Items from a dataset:
-------------------------
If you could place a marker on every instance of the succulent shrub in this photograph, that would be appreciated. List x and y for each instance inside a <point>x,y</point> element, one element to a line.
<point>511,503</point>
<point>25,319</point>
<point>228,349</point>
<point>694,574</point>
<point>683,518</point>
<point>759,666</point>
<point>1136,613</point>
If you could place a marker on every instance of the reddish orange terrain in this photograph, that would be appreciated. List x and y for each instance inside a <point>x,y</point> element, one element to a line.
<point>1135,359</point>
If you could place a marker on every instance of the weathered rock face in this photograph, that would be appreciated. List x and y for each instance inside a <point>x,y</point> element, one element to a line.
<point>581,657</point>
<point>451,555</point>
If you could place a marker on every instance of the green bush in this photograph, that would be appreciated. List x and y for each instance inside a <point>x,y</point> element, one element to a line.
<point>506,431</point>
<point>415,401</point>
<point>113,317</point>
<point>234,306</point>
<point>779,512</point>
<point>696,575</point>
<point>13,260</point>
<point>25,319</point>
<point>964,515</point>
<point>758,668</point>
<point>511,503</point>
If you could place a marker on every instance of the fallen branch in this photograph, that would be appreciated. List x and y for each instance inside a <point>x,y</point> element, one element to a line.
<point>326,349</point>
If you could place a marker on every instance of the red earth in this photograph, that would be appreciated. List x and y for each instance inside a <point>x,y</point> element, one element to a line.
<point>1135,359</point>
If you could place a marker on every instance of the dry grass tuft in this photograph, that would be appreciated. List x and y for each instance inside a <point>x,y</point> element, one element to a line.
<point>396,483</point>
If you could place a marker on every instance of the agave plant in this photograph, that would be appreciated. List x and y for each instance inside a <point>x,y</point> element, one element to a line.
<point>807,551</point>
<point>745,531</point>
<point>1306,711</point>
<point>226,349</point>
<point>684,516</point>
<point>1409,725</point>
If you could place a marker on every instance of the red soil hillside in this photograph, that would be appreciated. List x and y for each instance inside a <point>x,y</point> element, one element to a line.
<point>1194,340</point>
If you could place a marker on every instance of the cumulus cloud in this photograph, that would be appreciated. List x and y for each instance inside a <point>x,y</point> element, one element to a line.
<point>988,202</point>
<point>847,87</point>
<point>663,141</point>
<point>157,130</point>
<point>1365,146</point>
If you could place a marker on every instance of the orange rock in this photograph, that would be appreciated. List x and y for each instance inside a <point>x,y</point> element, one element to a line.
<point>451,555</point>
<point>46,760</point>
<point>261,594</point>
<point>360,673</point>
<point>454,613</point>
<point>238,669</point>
-------------------------
WORK TO BE COMPLETED: Only a word-for-word repetition of the lines from the one containing "of the orange" to the final line of the data above counts as the answer.

FINAL ANSWER:
If you could place a marker on every instance of the orange rock in this photograph, that would be appreciated. List x and y for each instance inside a <point>x,y</point> element, one element to a line.
<point>451,555</point>
<point>46,760</point>
<point>261,594</point>
<point>360,673</point>
<point>454,613</point>
<point>238,669</point>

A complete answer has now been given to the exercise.